• Direction 1
In the excerpt about an old disc, what name did the folder that seemed out of place have?
• Direction 2
List every world-historical event that the excerpt about an old disc says Selftimeline.doc included.
• Direction 3
Put this sentence from the excerpt about an old disc into Spanish: "In the platform world nothing is frozen in time."

Most of the disc held homework, nested by year and subject. I clicked through. The normal classes. Then, oddly, a folder named Texas:
I have never taken a class about Texas. Inside the folder were two .docs. I will not share with you their exact contents because if I did teenage me would actually step into the future and commit that terrible crime. But, briefly:
Selftimeline.doc was a several-page enumeration of depressing world-historical events—the start and end of the Cold War, the US invasion of Iraq, the melting of polar ice sheets—interspersed with my quotidian life of being born, going to school, and being a Boy Scout.
Guilt.doc was an AIM conversation thanking xXm00nch1ldXx (fake—though representative—screen name to protect the innocent) for inviting me to a party and then further explaining, at long unreplied-to length, that I never get invited to parties, so thank you, it was a real treat for me, seeing as I never get invited. To parties.
All of this is to say that I was overcome by a wave of nostalgia and could think of nothing else for several days. When the embarrassment subsided I began to wonder: would this nostalgia have been as powerful in the form of Facebook’s “On This Day”? Part of the real difference between my dad’s post and the CD was the form it took: the spinning disk, the unrolling folders, the ancient file formats. I have no doubt that if I were to see a Facebook circa 2003 post, I’d feel a real nostalgic tug, but I never will: Facebook is a platform that’s alive and constantly adapting, and content can be reshaped and designed-around by the platform at will. There are no files we can write to disk. In the platform world nothing is frozen in time.

• Dataset section

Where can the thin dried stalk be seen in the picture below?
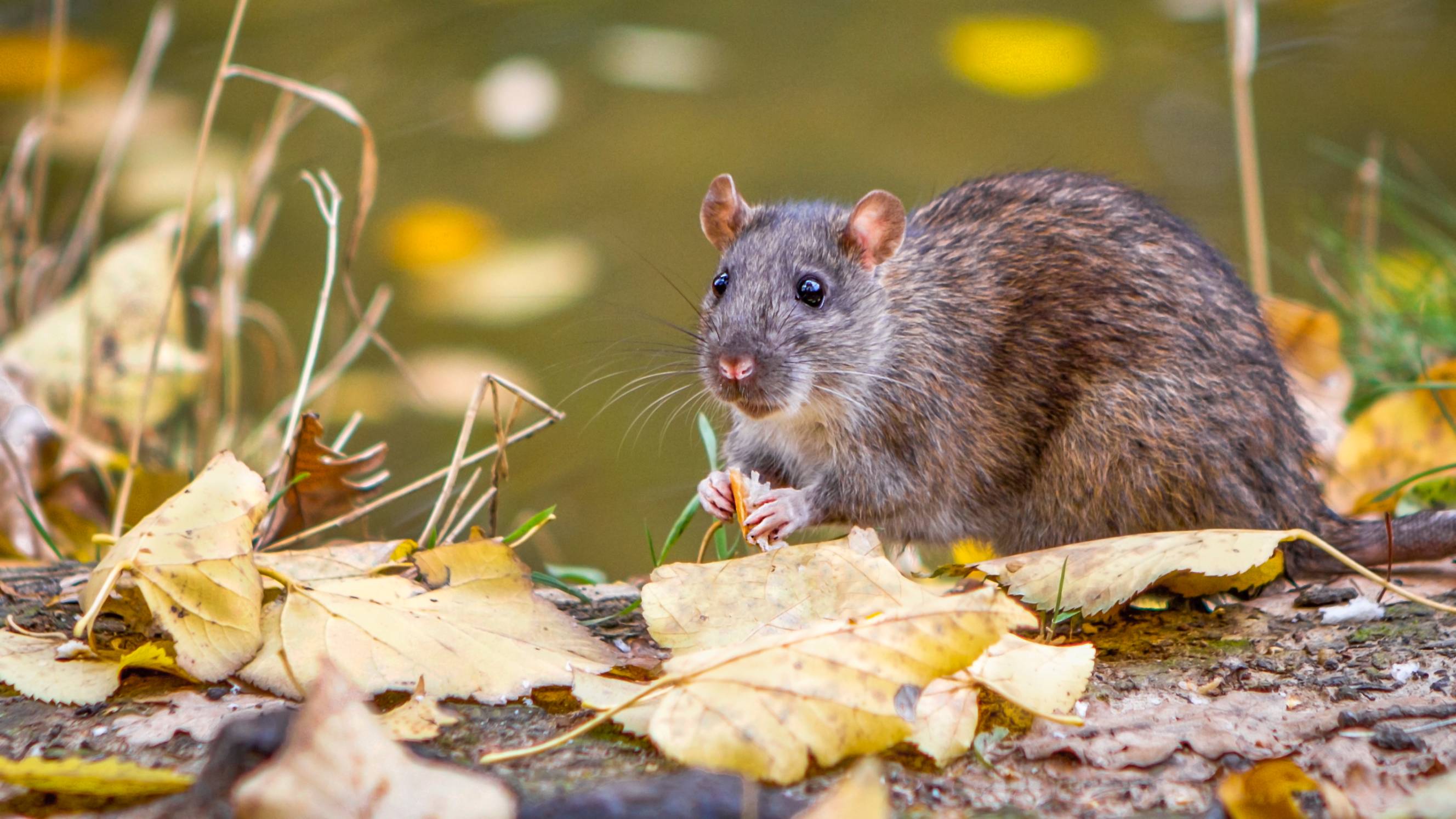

• Finished answer 1
Texas

• Finished answer 2
- The start of the Cold War
- The end of the Cold War
- The US invasion of Iraq
- The melting of polar ice sheets

• Finished answer 3
En el mundo de las plataformas, nada queda congelado en el tiempo.